Reproduce every one of the records below word for word, leaving out the pictures.
-- Begin THE DATA --
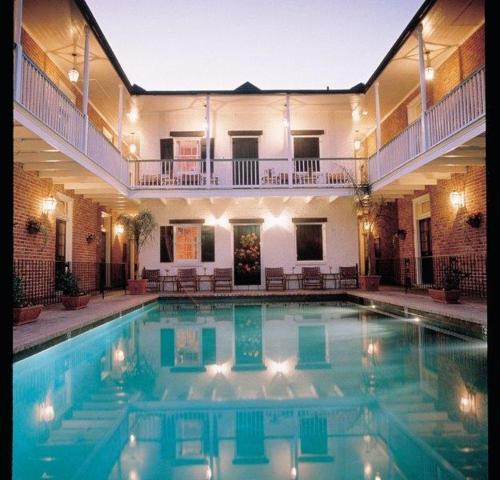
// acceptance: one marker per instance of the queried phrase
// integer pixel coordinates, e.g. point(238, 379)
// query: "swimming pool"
point(253, 390)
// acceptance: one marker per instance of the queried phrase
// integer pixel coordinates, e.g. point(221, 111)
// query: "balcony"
point(246, 173)
point(43, 99)
point(459, 109)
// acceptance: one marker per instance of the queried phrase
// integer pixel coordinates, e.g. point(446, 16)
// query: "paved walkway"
point(469, 310)
point(56, 322)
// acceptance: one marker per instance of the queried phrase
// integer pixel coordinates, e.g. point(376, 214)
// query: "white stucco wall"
point(278, 248)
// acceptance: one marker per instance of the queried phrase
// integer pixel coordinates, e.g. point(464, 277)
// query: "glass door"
point(247, 254)
point(426, 267)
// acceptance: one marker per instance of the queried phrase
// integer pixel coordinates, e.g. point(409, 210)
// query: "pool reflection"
point(265, 391)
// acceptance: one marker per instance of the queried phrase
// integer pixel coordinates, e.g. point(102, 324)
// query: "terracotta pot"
point(75, 303)
point(26, 314)
point(137, 287)
point(369, 282)
point(444, 296)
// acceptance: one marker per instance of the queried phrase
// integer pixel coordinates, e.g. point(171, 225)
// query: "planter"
point(137, 287)
point(444, 296)
point(26, 314)
point(369, 282)
point(75, 303)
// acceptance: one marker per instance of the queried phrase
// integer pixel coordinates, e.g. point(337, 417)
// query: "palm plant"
point(139, 229)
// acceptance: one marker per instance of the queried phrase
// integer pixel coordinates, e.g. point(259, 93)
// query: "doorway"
point(245, 161)
point(247, 266)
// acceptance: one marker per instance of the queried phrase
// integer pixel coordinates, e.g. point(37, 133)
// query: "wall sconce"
point(133, 115)
point(49, 204)
point(457, 199)
point(73, 74)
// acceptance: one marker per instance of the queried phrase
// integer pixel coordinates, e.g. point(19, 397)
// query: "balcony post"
point(19, 50)
point(289, 142)
point(423, 85)
point(85, 100)
point(207, 142)
point(378, 134)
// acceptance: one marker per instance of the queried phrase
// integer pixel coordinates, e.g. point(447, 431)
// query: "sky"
point(275, 44)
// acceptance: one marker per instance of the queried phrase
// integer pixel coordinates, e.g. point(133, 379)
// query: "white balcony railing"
-- End THE DATA --
* WORKED ANSWER:
// acceptance: one marker per instance of the queried phrase
// integer pixel coordinates, e.g. point(238, 379)
// query: "swimming pool"
point(253, 390)
// acceptance: one marker per instance of the queried phrase
// integer pixel coordinates, e.g. point(221, 111)
// query: "balcony"
point(246, 173)
point(43, 99)
point(459, 109)
// acceptance: one marker per instance of the queried phrase
// integer pixel coordinates, e.g. point(446, 16)
// query: "paved walkway"
point(469, 310)
point(56, 322)
// acceptance: one marker per instance of the queried phrase
// integer pixel coordinates, e.g. point(376, 214)
// query: "white stucco wall"
point(278, 248)
// acceptance: one marker per instance of the queried phrase
// integer pixel coordinates, e.g. point(464, 277)
// query: "glass door"
point(247, 254)
point(426, 267)
// acceptance: one marker per instance of the queried phrase
// integer pixel coordinates, e.g. point(409, 210)
// query: "pool reflection"
point(265, 391)
// acceptance: one marker per instance of the queried phrase
// integer pixel coordinates, e.g. point(102, 324)
// query: "terracotta pot"
point(75, 303)
point(26, 314)
point(137, 287)
point(369, 282)
point(444, 296)
// acceptance: one marker per instance of the queried phrase
// integer pixel coordinates, e.g. point(171, 225)
// query: "planter"
point(137, 287)
point(444, 296)
point(26, 314)
point(369, 282)
point(75, 303)
// acceptance: one marker per instance of the queried phrase
// integer pixel coordinates, e.g. point(337, 417)
// query: "palm plant"
point(139, 229)
// acceptance: one marker per instance of the queried phrase
// integer pixel coordinates, e.g. point(259, 93)
// query: "doorway"
point(245, 161)
point(247, 266)
// acceptance: one marker per instance of the queried phrase
// integer pixel coordinates, e.g. point(37, 133)
// query: "wall sconce"
point(133, 115)
point(49, 204)
point(457, 199)
point(73, 74)
// acceptance: one marker per instance of the queried phrase
// integer pixel coordinates, e.g. point(19, 397)
// query: "balcony post"
point(19, 50)
point(289, 142)
point(423, 85)
point(85, 100)
point(207, 142)
point(378, 134)
// acceptance: one marker per instance of the queried phrase
// integer pixel coordinates, e.g. point(447, 431)
// query: "sky"
point(275, 44)
// acceptance: one marker per instance of the queried phrase
// integer pixel coordinates, e.g. point(133, 379)
// query: "white balcony railing"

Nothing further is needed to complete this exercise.